- Exercise objective: Count the lines in the records below that contain the string "vest". Reply with only that number.

- Material shown:
——

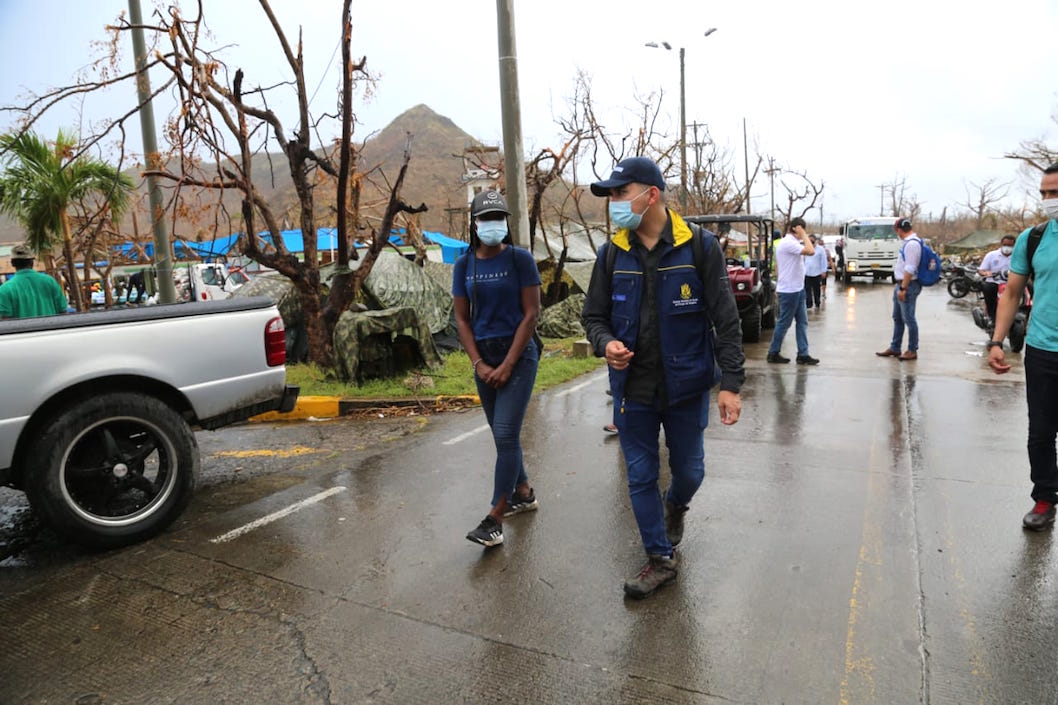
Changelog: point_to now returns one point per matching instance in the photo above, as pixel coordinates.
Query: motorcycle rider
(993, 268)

——

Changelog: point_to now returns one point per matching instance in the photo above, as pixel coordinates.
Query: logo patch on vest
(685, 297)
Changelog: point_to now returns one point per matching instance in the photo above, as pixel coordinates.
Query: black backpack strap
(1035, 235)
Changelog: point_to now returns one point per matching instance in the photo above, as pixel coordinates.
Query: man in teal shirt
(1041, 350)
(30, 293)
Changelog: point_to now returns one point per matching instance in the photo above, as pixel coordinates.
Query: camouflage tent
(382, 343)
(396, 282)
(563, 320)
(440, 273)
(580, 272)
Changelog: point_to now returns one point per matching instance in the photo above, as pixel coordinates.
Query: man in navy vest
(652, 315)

——

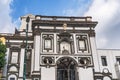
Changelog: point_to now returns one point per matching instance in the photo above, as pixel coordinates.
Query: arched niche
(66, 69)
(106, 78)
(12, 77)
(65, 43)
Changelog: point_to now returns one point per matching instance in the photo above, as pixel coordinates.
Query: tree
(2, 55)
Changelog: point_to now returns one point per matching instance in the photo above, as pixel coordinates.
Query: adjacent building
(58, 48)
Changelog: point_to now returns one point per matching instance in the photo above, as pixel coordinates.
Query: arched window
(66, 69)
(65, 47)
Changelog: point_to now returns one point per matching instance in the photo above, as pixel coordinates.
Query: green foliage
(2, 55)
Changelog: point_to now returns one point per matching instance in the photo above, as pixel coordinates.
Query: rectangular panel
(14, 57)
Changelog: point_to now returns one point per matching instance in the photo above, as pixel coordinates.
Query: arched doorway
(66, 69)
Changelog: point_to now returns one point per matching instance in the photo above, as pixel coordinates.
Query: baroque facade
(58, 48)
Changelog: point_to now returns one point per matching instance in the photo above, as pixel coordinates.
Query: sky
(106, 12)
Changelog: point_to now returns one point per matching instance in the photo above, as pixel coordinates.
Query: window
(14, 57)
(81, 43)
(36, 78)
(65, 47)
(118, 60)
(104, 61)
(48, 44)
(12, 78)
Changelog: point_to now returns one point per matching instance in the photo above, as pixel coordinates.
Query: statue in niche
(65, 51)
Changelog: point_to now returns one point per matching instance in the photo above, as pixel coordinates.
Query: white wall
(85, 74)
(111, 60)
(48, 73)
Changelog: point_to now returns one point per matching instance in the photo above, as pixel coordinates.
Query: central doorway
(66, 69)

——

- In response: 2